• Your objective: Reproduce only the stretch of data from the line containing "# Find the green pear in the frame above" through the line containing "(0, 149), (69, 264)", substituting "yellow pear" for "green pear" and leaving everything else unchanged.

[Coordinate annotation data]
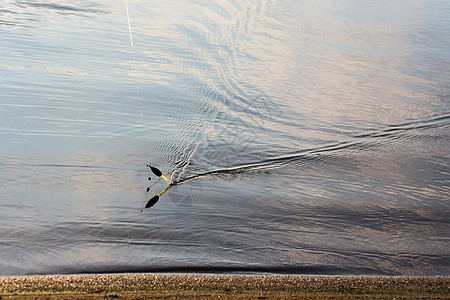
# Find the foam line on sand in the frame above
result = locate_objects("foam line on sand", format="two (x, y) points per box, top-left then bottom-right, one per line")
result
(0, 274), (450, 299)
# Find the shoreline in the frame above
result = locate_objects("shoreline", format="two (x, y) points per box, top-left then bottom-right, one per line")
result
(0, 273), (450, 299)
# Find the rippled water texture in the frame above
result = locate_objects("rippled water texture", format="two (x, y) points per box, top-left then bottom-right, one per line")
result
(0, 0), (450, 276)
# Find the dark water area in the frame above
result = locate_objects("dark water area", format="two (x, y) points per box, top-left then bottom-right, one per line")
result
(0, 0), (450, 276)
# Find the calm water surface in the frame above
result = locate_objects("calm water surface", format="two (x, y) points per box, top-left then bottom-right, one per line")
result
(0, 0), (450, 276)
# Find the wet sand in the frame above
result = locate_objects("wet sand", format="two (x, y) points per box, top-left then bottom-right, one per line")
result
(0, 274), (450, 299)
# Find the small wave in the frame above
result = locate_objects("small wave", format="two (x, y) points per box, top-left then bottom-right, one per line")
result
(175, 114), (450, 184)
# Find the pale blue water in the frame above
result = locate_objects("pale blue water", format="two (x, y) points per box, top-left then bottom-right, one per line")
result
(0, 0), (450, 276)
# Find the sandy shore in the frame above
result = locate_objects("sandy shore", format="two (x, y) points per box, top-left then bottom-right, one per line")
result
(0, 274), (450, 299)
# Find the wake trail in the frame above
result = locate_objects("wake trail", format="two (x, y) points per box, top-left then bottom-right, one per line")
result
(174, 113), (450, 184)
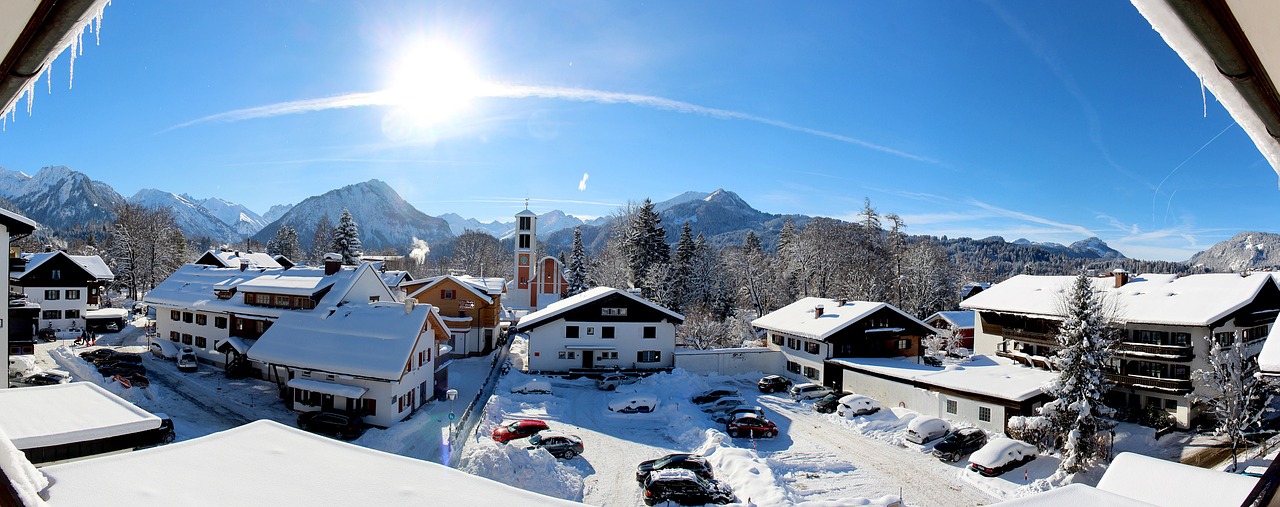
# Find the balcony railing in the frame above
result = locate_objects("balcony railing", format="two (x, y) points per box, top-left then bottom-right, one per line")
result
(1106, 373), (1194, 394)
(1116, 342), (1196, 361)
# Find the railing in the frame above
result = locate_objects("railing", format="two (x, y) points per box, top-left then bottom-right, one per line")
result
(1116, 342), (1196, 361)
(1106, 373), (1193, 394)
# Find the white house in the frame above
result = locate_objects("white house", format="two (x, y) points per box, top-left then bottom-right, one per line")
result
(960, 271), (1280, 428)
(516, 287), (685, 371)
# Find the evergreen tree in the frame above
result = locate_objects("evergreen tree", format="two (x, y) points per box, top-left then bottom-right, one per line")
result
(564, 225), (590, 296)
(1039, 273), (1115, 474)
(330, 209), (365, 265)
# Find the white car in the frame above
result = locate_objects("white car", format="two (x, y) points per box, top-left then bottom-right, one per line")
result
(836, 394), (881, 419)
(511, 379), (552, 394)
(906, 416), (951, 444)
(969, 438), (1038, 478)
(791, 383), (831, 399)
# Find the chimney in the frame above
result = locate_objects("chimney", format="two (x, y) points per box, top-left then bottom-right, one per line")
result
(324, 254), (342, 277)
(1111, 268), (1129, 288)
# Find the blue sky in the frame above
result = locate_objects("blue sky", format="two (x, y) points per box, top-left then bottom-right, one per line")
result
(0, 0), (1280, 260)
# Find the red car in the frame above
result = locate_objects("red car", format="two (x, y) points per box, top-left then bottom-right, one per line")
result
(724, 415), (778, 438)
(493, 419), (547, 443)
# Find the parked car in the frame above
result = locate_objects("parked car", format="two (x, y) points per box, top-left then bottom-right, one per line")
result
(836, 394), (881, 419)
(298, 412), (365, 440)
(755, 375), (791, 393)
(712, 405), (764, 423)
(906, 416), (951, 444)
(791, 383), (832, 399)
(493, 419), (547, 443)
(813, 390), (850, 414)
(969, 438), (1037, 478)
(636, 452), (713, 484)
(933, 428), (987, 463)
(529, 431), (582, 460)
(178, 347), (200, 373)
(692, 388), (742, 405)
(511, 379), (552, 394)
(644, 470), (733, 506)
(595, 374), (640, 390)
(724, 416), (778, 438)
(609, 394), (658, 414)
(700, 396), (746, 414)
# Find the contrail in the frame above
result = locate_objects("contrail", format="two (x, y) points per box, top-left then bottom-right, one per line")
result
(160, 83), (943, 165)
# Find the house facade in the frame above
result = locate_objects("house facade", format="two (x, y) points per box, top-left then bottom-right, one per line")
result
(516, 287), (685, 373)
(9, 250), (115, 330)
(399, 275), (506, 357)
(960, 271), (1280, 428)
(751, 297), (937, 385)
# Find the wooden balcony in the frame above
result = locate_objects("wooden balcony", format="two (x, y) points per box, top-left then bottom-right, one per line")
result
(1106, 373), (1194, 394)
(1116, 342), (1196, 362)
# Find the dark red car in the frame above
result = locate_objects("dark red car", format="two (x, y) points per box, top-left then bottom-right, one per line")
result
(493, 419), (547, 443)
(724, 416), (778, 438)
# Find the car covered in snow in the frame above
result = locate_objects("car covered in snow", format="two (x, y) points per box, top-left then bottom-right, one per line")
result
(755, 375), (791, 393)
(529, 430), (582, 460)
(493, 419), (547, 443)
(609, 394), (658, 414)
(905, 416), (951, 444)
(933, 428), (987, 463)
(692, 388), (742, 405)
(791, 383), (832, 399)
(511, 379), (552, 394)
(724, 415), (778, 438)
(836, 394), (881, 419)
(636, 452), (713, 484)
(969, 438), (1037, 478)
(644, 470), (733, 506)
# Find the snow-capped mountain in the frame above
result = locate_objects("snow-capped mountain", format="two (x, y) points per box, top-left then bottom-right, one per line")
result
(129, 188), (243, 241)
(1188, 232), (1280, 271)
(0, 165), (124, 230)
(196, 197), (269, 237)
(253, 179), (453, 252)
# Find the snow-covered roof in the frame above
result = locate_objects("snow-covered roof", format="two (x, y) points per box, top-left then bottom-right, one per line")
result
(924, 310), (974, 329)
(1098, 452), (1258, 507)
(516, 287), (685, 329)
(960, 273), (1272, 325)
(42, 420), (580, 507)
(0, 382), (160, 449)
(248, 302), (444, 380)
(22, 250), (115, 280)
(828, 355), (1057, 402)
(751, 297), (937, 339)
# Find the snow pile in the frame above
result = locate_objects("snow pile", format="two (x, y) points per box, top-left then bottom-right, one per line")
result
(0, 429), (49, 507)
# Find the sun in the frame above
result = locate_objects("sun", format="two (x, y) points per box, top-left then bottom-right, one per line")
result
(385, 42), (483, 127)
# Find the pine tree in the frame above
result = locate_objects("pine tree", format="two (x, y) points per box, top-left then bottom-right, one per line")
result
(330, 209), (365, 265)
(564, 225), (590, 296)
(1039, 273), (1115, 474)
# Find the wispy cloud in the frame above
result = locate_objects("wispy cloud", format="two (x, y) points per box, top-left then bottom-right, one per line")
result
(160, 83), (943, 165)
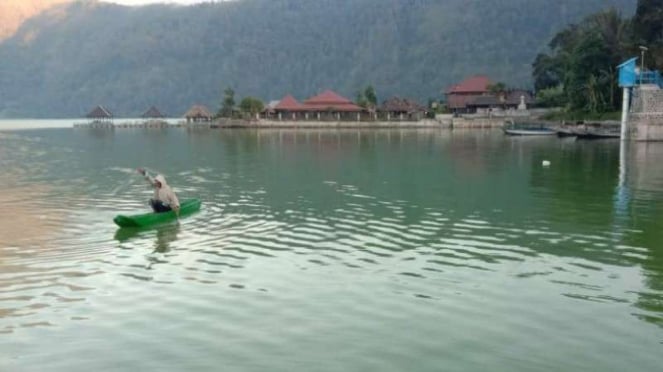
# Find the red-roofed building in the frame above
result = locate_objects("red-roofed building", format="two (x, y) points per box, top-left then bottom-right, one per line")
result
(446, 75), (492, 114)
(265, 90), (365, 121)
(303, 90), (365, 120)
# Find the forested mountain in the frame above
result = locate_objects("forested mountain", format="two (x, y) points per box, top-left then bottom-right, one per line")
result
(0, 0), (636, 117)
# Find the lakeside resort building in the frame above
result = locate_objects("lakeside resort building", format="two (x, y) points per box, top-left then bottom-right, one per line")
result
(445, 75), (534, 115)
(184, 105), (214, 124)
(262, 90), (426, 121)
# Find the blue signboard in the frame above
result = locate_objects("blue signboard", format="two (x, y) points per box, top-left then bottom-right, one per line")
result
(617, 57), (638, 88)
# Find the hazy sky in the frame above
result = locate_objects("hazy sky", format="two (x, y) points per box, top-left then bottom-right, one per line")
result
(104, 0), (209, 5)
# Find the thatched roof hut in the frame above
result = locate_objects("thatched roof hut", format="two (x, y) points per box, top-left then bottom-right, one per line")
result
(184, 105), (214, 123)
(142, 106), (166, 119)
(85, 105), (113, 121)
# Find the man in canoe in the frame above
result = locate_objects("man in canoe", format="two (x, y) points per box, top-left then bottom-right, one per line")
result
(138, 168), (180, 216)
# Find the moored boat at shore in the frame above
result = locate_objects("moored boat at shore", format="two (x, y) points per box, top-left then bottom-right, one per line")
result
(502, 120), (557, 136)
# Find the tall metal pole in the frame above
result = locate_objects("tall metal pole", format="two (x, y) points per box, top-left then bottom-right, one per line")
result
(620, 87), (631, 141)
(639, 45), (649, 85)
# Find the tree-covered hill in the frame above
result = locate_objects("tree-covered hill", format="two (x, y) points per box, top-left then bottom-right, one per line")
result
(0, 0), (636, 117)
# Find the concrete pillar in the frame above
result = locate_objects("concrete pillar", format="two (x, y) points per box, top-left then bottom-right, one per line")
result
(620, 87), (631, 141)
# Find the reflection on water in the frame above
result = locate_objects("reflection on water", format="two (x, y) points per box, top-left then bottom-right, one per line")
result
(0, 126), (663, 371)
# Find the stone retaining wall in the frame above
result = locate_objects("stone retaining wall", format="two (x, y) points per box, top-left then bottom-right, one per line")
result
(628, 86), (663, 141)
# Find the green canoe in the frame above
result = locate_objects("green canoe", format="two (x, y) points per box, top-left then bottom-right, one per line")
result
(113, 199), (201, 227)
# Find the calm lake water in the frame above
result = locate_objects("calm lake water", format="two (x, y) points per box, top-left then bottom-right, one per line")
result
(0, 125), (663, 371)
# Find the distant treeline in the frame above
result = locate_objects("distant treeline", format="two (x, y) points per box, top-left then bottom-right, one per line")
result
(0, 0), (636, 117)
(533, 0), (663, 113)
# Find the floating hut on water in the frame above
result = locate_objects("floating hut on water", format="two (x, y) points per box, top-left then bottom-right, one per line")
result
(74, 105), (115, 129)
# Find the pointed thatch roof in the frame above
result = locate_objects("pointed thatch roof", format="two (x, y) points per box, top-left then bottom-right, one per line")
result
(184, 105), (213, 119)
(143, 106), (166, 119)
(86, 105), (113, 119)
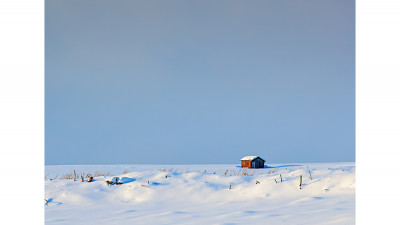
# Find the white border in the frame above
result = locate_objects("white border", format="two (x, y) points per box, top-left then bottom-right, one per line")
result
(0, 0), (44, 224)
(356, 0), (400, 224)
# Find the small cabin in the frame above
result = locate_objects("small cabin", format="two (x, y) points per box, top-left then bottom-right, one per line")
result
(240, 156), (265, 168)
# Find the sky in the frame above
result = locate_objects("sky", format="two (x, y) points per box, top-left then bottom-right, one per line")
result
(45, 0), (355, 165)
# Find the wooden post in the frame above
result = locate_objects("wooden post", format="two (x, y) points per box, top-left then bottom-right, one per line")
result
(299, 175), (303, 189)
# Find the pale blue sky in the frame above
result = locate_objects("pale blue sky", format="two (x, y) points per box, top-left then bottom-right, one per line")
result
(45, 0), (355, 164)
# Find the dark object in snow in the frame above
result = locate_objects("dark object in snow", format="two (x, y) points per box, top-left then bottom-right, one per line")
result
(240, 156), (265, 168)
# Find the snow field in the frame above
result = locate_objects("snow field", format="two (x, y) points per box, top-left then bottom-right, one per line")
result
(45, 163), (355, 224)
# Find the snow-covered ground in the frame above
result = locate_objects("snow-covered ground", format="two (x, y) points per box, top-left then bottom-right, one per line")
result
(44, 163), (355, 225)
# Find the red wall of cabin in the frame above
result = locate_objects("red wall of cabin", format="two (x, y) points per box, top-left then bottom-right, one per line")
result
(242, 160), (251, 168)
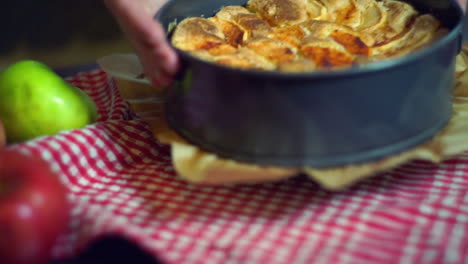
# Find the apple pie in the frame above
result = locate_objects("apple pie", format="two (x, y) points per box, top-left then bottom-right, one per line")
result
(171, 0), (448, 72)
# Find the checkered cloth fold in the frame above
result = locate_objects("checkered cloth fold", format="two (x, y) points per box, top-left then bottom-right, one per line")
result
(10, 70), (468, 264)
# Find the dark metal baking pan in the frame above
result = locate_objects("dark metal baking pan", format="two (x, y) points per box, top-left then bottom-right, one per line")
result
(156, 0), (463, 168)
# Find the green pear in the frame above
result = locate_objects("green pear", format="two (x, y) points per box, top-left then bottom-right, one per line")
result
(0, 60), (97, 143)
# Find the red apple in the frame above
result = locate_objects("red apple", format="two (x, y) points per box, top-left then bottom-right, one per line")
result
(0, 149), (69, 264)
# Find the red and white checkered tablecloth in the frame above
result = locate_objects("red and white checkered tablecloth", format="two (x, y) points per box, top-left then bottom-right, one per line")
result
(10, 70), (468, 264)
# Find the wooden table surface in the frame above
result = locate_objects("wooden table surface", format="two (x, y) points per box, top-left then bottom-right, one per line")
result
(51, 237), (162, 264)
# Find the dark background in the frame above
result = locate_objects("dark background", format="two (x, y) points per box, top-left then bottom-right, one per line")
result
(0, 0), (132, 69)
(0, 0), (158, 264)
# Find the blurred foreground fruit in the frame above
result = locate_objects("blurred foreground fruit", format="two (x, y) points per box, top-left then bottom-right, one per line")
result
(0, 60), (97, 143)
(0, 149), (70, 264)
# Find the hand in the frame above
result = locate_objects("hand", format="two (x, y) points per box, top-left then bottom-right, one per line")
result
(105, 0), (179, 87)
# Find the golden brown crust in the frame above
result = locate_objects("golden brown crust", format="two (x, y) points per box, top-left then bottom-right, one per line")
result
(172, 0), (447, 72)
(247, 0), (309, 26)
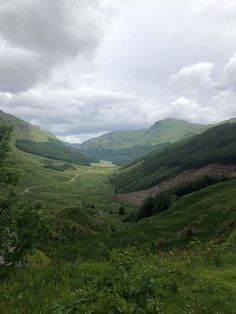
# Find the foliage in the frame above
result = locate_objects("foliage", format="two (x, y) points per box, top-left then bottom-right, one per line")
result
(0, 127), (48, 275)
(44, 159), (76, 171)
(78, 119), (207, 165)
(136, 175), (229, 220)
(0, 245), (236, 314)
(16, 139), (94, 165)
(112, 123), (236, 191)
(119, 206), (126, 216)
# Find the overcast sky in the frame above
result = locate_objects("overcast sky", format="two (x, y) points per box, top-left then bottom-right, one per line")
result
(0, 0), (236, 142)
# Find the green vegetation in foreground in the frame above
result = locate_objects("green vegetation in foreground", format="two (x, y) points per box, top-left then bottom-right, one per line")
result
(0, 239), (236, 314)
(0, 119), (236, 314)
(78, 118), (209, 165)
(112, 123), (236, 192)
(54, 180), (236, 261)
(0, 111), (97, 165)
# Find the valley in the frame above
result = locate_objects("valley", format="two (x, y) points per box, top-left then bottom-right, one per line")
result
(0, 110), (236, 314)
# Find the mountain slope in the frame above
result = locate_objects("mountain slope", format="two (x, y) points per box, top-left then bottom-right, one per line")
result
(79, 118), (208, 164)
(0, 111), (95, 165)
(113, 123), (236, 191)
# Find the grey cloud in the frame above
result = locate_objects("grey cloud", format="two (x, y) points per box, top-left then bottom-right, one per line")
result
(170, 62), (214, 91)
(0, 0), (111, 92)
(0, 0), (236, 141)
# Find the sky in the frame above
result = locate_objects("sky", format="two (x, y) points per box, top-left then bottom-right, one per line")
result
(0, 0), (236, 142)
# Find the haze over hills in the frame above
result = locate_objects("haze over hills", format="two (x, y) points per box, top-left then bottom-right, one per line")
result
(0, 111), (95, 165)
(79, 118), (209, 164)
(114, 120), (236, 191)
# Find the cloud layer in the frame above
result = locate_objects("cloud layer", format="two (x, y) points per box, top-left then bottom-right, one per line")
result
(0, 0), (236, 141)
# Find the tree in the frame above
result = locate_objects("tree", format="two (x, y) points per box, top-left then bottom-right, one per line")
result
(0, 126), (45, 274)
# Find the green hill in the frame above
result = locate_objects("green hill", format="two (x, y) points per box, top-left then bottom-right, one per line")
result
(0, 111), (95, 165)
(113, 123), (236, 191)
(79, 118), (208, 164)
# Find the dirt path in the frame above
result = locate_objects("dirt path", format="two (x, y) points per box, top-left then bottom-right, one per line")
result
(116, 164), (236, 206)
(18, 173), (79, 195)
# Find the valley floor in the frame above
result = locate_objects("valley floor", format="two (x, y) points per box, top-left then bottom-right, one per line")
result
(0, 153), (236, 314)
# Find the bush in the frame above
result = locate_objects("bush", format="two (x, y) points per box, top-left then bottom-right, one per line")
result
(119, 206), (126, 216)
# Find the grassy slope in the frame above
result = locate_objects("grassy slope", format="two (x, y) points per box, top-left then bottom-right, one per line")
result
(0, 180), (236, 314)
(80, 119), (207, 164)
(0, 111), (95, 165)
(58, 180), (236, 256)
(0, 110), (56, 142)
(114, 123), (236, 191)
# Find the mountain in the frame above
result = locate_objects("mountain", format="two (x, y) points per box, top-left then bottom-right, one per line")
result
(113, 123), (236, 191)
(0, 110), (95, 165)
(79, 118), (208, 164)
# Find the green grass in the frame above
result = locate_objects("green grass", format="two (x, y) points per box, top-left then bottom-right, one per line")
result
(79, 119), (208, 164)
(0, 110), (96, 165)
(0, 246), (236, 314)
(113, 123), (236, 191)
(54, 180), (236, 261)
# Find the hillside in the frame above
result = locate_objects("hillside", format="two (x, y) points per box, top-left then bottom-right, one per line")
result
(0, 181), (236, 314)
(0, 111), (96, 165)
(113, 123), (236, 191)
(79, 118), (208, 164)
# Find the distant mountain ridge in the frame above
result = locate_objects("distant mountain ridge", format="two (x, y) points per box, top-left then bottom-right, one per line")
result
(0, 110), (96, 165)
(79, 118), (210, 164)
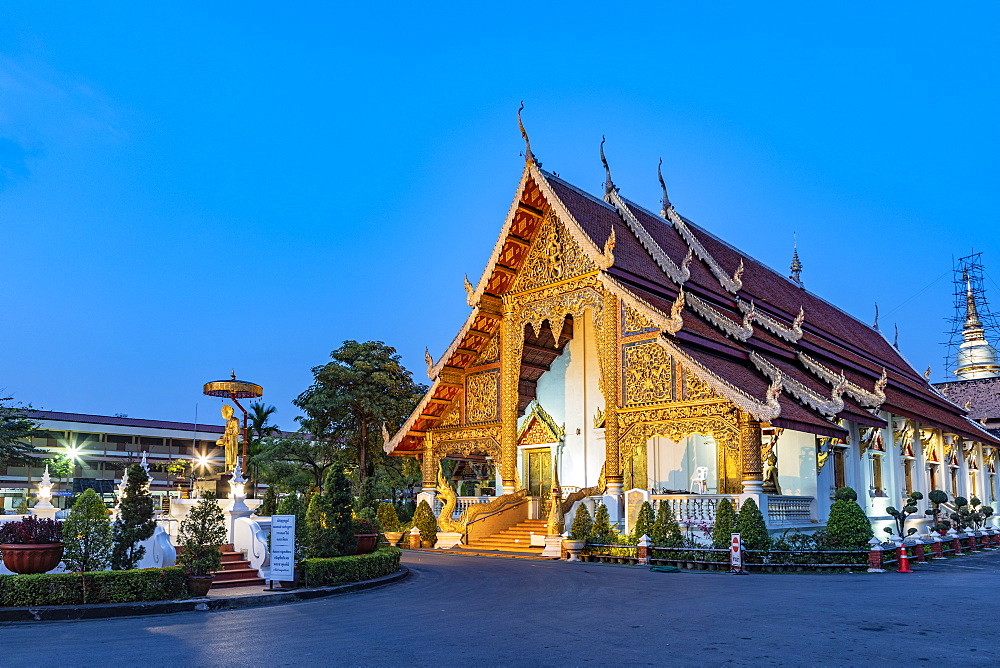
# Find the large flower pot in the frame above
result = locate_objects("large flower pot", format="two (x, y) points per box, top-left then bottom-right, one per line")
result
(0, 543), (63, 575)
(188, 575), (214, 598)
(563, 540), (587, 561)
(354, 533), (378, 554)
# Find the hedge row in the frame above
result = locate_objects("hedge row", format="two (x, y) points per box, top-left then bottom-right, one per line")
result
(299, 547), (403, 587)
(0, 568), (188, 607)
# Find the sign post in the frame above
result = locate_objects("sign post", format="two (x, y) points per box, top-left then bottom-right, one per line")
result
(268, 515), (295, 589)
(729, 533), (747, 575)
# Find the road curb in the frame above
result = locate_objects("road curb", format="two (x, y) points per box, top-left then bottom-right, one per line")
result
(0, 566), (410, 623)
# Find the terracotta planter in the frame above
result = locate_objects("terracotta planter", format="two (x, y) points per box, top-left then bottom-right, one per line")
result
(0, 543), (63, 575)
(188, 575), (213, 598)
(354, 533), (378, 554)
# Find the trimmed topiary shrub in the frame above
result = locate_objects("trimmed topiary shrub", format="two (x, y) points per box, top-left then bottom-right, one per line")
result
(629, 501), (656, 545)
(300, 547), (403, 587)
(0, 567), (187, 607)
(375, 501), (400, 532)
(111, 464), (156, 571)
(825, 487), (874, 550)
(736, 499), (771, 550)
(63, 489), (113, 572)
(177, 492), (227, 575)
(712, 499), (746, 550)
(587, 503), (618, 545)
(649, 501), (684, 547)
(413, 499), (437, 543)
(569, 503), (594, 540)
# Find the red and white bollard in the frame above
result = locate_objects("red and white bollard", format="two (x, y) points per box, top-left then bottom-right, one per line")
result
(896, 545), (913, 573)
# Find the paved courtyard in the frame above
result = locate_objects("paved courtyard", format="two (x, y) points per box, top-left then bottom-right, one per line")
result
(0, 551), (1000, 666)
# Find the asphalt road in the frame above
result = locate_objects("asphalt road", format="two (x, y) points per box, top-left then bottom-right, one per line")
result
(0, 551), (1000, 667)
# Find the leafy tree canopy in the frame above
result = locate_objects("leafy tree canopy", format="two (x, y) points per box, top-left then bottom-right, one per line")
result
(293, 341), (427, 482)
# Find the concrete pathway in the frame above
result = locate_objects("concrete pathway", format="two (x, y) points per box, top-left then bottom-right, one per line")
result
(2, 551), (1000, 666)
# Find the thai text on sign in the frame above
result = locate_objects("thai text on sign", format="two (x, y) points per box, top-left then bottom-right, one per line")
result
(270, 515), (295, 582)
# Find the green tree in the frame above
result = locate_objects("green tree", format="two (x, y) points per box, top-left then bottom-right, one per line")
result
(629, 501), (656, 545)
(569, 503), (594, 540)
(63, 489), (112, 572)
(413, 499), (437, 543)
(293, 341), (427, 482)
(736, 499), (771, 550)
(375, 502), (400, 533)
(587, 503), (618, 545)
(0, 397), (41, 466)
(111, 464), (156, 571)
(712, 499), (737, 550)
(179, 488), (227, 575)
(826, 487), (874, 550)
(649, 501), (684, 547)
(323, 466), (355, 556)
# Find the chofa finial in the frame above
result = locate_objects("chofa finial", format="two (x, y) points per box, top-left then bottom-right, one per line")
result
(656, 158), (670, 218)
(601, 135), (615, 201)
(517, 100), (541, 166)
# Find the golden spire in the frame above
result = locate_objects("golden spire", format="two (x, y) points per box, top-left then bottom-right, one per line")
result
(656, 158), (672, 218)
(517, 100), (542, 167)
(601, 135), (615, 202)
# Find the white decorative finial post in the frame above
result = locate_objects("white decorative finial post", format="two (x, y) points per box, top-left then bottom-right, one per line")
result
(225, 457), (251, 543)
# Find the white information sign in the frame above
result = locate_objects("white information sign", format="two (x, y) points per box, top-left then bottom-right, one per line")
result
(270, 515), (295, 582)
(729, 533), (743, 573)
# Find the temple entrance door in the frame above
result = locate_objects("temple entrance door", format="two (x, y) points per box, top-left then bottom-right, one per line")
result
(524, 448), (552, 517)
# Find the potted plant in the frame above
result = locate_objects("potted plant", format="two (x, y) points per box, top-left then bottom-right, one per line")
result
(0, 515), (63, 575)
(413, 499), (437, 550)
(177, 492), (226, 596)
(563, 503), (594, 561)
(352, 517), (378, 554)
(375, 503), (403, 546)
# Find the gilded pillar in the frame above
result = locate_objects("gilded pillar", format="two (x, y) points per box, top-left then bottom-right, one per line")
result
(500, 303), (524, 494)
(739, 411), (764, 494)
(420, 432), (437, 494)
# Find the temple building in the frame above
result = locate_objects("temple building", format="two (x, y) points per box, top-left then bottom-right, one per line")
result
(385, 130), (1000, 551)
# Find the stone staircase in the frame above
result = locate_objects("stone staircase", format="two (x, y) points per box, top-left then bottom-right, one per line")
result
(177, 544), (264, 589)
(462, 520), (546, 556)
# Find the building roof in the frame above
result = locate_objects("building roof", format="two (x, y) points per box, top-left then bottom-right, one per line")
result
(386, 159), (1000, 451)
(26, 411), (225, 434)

• Solution for this problem:
# Find the yellow pear in the frame above
result = locate_objects("yellow pear", format="two (x, y) points per box, top-left then bottom-right, one per line")
result
(0, 60), (97, 143)
# Find the red apple in the frame above
result = locate_objects("red apple", format="two (x, y) points per box, top-left then bottom-right, one per line")
result
(0, 149), (69, 264)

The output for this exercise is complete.